→ **EXERCISE AIM**:
The answer must be the full listing, retyped exactly.

*** EXTRACTED ENTRIES ***

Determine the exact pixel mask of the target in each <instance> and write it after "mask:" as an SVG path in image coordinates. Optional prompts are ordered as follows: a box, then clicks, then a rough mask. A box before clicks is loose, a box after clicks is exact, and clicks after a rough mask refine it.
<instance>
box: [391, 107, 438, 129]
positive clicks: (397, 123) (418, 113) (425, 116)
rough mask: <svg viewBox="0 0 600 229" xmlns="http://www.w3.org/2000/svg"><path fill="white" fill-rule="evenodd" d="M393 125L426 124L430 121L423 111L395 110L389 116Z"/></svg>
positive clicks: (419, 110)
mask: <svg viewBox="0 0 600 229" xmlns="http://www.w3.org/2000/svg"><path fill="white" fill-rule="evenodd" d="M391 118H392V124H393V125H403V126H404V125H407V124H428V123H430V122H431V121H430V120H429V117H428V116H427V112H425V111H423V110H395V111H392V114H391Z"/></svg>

*** End of EXTRACTED ENTRIES ***

→ **EXERCISE SOLUTION**:
Determine the exact pixel mask of the target in each <instance> and write it after "mask:" as an SVG path in image coordinates. Optional prompts are ordered as follows: a box, then clicks, then a rough mask. A box before clicks is loose, a box after clicks is exact, and clicks after a rough mask refine it.
<instance>
box: [391, 107, 438, 129]
positive clicks: (397, 123) (418, 113) (425, 116)
rough mask: <svg viewBox="0 0 600 229" xmlns="http://www.w3.org/2000/svg"><path fill="white" fill-rule="evenodd" d="M393 125L426 124L430 121L423 111L395 110L389 116Z"/></svg>
positive clicks: (419, 110)
mask: <svg viewBox="0 0 600 229" xmlns="http://www.w3.org/2000/svg"><path fill="white" fill-rule="evenodd" d="M391 118H392V124H393V125H403V126H404V125H407V124H428V123H430V122H431V121H430V120H429V117H428V116H427V112H425V111H423V110H395V111H392V114H391Z"/></svg>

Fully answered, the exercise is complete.